Output the lines of the listing below as a JSON list of strings, one string per line, leaving out blank lines. Start at the line containing "the man's hand" and end after the line containing "<point>215,266</point>".

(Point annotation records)
== == ==

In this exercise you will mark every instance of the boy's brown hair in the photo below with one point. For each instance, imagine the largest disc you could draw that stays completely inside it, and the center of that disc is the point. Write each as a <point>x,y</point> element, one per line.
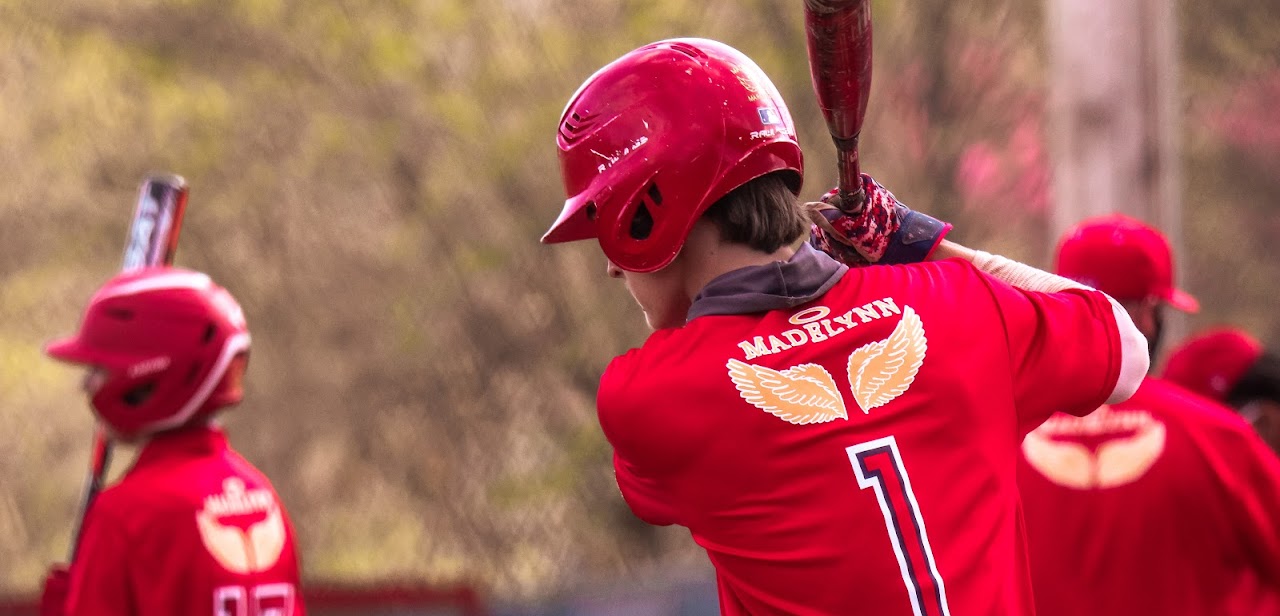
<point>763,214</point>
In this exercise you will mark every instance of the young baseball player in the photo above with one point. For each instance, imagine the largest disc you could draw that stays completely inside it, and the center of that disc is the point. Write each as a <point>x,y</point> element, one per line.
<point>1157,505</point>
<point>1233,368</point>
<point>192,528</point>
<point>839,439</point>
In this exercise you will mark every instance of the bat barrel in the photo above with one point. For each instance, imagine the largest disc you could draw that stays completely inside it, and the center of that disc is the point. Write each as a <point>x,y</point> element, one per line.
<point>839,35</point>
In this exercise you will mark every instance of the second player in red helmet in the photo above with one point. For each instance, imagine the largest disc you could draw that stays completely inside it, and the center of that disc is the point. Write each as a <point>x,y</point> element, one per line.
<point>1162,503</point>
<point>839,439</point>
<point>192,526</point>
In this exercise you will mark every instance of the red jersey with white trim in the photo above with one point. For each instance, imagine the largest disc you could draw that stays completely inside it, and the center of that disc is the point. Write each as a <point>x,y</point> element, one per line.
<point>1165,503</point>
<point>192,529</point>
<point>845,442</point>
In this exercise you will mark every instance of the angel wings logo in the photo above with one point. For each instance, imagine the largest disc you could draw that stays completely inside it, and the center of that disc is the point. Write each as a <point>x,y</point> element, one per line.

== == ==

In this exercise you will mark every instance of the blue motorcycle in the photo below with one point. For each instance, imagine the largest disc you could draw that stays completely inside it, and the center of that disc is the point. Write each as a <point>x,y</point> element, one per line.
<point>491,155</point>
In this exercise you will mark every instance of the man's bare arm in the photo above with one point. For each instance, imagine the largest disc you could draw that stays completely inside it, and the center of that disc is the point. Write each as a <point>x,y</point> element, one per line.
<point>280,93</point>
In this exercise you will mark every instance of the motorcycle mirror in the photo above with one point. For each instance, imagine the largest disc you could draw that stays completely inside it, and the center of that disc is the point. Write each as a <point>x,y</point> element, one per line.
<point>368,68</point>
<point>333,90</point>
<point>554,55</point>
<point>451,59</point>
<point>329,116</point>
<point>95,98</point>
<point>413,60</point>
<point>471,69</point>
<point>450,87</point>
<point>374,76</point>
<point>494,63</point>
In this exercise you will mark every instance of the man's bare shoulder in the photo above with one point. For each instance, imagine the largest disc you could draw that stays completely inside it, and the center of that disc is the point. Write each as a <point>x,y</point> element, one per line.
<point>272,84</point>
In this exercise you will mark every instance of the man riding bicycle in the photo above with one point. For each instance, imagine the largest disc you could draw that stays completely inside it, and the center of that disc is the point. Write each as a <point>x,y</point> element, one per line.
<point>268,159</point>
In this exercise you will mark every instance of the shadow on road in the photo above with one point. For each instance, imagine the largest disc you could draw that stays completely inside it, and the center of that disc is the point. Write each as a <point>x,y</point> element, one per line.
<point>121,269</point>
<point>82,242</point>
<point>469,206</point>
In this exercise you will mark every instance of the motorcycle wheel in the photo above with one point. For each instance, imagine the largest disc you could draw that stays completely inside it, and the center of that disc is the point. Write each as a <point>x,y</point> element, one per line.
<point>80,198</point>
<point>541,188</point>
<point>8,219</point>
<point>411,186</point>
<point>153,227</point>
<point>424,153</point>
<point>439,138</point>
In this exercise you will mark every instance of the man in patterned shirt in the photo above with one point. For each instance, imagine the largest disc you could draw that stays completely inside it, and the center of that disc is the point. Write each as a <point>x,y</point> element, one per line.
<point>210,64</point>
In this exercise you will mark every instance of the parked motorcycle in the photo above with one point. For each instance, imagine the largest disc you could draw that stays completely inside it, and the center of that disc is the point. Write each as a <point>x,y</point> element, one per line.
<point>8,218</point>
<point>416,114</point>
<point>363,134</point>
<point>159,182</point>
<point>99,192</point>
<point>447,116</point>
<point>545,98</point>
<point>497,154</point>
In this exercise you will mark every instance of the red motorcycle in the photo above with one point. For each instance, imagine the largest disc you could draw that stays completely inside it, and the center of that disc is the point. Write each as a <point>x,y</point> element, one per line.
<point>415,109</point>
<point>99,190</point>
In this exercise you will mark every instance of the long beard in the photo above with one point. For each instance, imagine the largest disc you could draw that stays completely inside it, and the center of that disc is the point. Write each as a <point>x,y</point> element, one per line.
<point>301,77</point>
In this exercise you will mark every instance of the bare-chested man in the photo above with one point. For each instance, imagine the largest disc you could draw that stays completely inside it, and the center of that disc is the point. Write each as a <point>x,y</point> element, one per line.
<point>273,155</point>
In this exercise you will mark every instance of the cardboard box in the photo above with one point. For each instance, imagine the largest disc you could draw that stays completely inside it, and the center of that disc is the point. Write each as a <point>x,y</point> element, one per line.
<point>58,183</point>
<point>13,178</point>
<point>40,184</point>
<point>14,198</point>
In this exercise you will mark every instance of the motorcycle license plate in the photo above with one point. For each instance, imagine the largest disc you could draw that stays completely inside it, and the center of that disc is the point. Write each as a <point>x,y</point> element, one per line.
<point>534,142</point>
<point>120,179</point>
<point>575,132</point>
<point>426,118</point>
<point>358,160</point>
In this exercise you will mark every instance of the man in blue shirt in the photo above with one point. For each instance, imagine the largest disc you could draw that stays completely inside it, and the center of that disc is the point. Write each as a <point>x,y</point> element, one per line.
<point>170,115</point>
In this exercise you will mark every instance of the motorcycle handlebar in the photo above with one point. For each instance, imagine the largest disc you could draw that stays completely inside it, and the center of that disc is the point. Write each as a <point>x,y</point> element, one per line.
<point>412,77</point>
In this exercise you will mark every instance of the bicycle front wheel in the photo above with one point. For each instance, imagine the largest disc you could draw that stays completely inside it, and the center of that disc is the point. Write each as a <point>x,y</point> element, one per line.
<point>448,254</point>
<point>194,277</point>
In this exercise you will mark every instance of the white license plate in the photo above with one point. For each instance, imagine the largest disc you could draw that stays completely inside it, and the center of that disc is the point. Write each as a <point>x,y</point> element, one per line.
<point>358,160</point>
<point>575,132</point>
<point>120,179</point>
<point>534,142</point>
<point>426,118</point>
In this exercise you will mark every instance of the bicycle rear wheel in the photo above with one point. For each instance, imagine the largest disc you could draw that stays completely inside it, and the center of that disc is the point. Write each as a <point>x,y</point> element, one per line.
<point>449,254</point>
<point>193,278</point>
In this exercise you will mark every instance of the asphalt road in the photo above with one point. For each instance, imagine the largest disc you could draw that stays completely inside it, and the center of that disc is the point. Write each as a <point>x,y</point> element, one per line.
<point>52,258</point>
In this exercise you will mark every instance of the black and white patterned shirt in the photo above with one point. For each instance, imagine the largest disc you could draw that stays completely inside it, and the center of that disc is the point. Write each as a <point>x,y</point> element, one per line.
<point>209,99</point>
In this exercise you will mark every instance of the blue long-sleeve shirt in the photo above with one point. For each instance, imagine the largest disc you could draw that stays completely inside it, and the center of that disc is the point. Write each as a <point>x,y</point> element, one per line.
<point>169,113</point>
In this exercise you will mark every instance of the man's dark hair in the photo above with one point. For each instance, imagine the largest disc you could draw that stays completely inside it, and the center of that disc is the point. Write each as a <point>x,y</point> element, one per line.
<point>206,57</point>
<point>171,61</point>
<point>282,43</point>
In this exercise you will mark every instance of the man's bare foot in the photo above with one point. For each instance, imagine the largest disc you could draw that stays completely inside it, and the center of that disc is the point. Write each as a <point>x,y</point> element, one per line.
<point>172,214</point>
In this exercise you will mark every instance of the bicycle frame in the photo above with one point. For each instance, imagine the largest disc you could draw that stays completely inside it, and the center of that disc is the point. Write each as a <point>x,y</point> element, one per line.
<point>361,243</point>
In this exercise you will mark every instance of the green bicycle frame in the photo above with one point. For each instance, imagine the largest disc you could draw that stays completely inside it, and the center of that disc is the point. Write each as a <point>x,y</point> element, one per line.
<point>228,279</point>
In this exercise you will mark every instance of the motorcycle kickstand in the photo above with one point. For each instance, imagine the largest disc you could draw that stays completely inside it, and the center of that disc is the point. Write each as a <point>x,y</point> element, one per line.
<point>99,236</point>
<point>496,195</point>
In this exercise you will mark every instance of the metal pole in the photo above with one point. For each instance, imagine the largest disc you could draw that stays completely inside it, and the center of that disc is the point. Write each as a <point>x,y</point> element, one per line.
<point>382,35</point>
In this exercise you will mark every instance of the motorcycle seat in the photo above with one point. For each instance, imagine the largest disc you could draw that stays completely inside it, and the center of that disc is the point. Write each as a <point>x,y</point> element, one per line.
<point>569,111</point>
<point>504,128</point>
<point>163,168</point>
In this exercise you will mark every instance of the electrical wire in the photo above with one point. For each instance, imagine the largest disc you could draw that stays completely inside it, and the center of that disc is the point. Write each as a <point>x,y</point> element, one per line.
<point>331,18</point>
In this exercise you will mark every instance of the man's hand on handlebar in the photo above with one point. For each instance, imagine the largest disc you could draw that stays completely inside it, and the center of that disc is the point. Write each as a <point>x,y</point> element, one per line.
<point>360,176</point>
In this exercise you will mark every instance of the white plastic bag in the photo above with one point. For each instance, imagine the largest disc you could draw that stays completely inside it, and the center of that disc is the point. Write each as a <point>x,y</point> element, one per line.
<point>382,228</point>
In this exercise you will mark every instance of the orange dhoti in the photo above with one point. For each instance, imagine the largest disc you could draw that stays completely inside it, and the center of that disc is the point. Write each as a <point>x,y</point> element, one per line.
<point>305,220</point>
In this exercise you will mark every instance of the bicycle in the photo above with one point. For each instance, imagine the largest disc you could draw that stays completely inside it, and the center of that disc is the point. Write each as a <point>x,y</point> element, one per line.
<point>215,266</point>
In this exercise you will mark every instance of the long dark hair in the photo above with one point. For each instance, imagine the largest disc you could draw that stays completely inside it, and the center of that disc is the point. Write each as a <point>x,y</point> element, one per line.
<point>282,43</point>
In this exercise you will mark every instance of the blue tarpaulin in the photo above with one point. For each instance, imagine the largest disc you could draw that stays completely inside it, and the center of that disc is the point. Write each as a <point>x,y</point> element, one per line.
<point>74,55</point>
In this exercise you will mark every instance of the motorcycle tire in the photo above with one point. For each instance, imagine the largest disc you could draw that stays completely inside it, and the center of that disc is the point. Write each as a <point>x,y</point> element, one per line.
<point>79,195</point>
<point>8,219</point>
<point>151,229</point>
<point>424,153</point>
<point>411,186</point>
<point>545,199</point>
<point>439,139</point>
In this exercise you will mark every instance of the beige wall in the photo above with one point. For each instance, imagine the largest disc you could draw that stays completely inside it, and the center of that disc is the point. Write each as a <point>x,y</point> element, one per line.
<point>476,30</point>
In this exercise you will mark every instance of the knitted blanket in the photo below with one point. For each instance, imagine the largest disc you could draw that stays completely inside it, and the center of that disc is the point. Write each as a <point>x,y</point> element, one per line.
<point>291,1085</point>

== == ==

### Completed exercise
[
  "In this exercise you will mark every instance of the man's hand on handlebar in the photo above with one point. For each instance, imagine the largest disc you could draw that stays completely inside it, and the center of that disc is the point. Write each as a <point>x,y</point> element, one per line.",
  "<point>360,176</point>",
  "In this exercise you will mark every instance of the white plastic bag in the photo above with one point. For each instance, imagine the largest disc you could draw that stays completely inside it, and the center of that disc is the point. Write each as a <point>x,y</point> element, one per line.",
  "<point>382,228</point>",
  "In this exercise you will mark every instance of the orange dhoti in the photo above with one point. For each instance, imagine the largest disc you could draw that stays completely inside it, and the center of that disc is the point. Write each as a <point>x,y</point> element, one per line.",
  "<point>305,220</point>",
  "In this exercise you will mark every instance of the bicycle in the photo above with one point. For each instance, imagine the largest disc you could draw that stays completely inside it, and the center of that disc is the point. Write each as a <point>x,y</point> element, one per line.",
  "<point>215,266</point>"
]